## TASK
Transcribe the records below from the first line to the line that includes "point: bride's bare", inclusive, and omit the pictures.

## Point-per-instance localization data

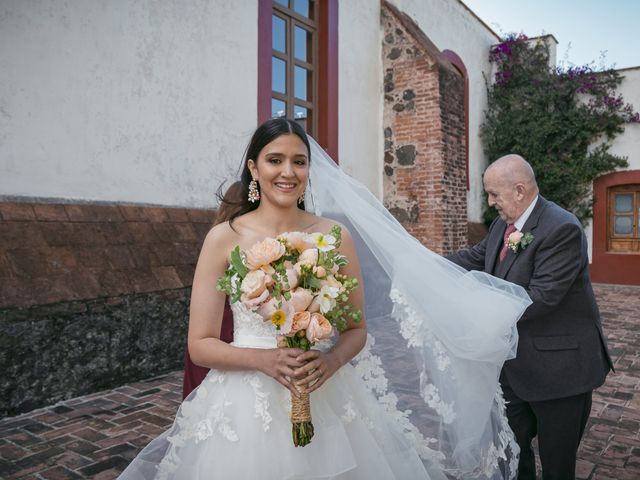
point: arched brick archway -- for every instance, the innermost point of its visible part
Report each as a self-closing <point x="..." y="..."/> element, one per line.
<point x="609" y="267"/>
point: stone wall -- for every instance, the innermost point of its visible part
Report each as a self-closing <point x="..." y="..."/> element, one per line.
<point x="425" y="177"/>
<point x="91" y="296"/>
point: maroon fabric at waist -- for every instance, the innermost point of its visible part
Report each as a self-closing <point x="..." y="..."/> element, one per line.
<point x="194" y="374"/>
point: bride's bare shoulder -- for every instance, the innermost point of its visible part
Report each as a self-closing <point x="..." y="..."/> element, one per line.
<point x="221" y="236"/>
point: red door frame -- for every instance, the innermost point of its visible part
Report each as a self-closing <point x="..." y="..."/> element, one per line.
<point x="327" y="107"/>
<point x="608" y="267"/>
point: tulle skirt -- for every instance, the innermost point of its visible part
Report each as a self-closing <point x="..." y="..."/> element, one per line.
<point x="236" y="425"/>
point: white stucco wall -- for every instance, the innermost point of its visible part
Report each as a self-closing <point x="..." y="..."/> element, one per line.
<point x="360" y="100"/>
<point x="136" y="101"/>
<point x="627" y="144"/>
<point x="451" y="26"/>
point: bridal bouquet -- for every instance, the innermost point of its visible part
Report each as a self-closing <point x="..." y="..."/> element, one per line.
<point x="294" y="282"/>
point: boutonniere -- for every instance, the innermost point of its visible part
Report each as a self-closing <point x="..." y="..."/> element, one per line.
<point x="519" y="241"/>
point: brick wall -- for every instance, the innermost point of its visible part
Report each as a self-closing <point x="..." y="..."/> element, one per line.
<point x="91" y="296"/>
<point x="424" y="171"/>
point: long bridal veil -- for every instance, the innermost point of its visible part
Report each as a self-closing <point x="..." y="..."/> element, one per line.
<point x="438" y="334"/>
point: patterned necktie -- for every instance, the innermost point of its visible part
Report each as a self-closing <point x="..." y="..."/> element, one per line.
<point x="505" y="247"/>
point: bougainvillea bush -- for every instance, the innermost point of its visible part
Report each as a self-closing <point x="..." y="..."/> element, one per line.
<point x="562" y="120"/>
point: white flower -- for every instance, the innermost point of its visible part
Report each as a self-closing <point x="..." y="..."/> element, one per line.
<point x="326" y="298"/>
<point x="323" y="242"/>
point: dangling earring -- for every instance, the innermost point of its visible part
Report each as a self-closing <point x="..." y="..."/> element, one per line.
<point x="254" y="193"/>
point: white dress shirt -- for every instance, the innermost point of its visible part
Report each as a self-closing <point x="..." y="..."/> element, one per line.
<point x="522" y="219"/>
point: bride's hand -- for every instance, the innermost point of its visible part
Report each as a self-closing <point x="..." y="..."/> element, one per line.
<point x="280" y="364"/>
<point x="318" y="368"/>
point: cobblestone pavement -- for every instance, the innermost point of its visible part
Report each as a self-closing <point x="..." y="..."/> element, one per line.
<point x="95" y="436"/>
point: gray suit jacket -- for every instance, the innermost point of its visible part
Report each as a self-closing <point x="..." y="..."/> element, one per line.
<point x="561" y="350"/>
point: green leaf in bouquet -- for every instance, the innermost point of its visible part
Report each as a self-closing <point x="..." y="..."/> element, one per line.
<point x="237" y="263"/>
<point x="312" y="282"/>
<point x="336" y="231"/>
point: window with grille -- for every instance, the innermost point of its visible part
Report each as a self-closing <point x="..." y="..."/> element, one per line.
<point x="623" y="219"/>
<point x="294" y="61"/>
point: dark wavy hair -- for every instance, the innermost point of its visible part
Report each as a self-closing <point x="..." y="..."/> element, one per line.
<point x="264" y="134"/>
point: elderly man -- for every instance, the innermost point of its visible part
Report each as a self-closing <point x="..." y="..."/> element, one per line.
<point x="562" y="353"/>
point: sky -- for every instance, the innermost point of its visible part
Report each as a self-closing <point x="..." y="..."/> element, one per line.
<point x="584" y="28"/>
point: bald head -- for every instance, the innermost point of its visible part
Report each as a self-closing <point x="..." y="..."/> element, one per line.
<point x="513" y="169"/>
<point x="511" y="186"/>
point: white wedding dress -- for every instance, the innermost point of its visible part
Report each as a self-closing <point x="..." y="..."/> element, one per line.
<point x="236" y="425"/>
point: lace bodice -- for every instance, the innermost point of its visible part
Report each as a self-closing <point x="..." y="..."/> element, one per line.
<point x="250" y="330"/>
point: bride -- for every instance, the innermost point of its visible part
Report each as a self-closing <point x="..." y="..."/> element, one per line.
<point x="417" y="399"/>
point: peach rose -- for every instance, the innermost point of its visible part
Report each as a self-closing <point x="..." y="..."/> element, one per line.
<point x="264" y="252"/>
<point x="252" y="303"/>
<point x="301" y="299"/>
<point x="515" y="237"/>
<point x="319" y="328"/>
<point x="296" y="240"/>
<point x="309" y="257"/>
<point x="255" y="283"/>
<point x="315" y="305"/>
<point x="300" y="321"/>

## RESULT FOR THIS EXERCISE
point: arched brick archway -- for every instance, the innermost point of its visible part
Report each as a self-closing <point x="..." y="..."/> element, one per line.
<point x="609" y="267"/>
point: stone wall -- for every instance, the innermost point of its visible part
Report each as a self-closing <point x="..." y="..."/> element, one per line.
<point x="425" y="177"/>
<point x="91" y="296"/>
point: maroon fabric at waist -- for every instance, the innermost point of its visible part
Report each as a self-closing <point x="..." y="..."/> element, one per line.
<point x="194" y="374"/>
point: bride's bare shoulder -- for every instance, the innermost point of its visible part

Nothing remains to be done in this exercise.